[Opening Text section]
Because the invitations were distributed just a few weeks before the London congress, few if any of the invitees could actually attend. This fact must have been understood in advance. After all, many received the invitation quite late, often only after their summer travels were complete. Nonetheless, nearly every recipient issued a gracious decline, and a personal note of thanks expressing their regret at missing an important event. All but one, that is. Secretary of War Henry Stimson dashed off a stern rebuff reminding Secretary of State Knox that such official involvement in a private conference was precluded by law. Stimson quoted the law in his reply: “No money … shall be expended … for expenses of attendance of any person at any meeting or convention of members of any society or association” unless authorized by statutory appropriation.
35

The message was clear. Knox had, for all intents and purposes, turned the State Department into a eugenics post office and invitation bureau. From Knox’s point of view, however, he was undoubtedly only too happy to help the eugenics program of the Carnegie Institution. Prior to his service as secretary of state, Knox had been an attorney for the Carnegie Steel Company, and was once called by Carnegie “the best lawyer I have ever had.”
36

Proper or not, eugenics had overnight been packaged into an officially recognized and prestigious science in the eyes of those who counted.

* * *

Some four hundred delegates from America and Europe gathered at the University of London in late July of 1912, where for five days a diverse assemblage of research papers were presented exploring the social science and heredity of man. Two French doctors reviewed Parisian insanity records for the previous half-century. Alcoholism as an inheritable trait was debated. But the proceedings were dominated by the U.S. contingent and their theories of racial eugenics. Galton’s hope of finding the measurable physical qualities of man, an endeavor named biometrics, had become passe. One leading eugenicist reported, “‘Biometry’ … might have never existed so far as the congress was concerned.” Indeed, Galton’s chief disciple, Karl Pearson, declined to even attend the congress.
[Closing Text section]
[Opening Data extract section]
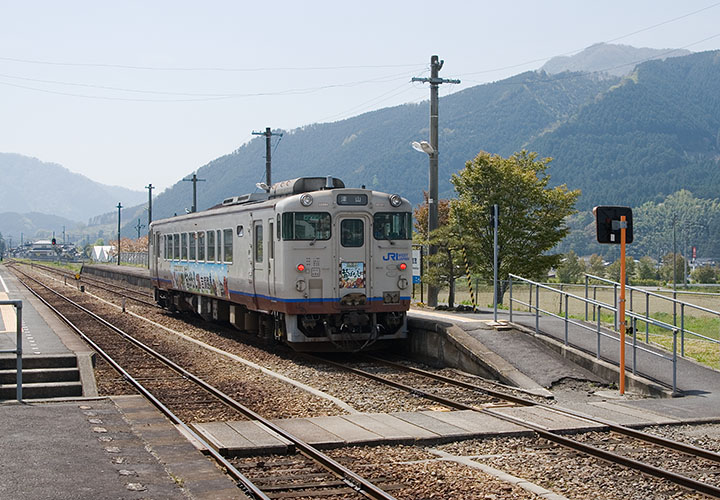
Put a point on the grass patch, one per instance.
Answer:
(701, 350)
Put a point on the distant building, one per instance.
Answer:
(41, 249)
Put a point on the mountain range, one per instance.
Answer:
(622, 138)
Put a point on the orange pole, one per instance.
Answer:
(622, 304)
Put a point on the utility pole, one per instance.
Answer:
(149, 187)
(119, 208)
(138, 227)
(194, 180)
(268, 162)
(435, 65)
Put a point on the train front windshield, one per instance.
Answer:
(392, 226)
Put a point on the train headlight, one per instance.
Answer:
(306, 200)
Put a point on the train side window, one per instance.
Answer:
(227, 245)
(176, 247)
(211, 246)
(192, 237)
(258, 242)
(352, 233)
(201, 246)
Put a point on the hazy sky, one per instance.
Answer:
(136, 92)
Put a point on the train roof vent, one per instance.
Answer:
[Closing Data extract section]
▶ Exercise A
Set down, word for word, the stretch of the passage on the London eugenics congress from "The message was" through "those who counted.".
▶ Exercise B
According to the passage on the London eugenics congress, what position did Knox hold before he became secretary of state?

▶ Answer space A
The message was clear. Knox had, for all intents and purposes, turned the State Department into a eugenics post office and invitation bureau. From Knox’s point of view, however, he was undoubtedly only too happy to help the eugenics program of the Carnegie Institution. Prior to his service as secretary of state, Knox had been an attorney for the Carnegie Steel Company, and was once called by Carnegie “the best lawyer I have ever had.”
36

Proper or not, eugenics had overnight been packaged into an officially recognized and prestigious science in the eyes of those who counted.

▶ Answer space B
He had been an attorney for the Carnegie Steel Company.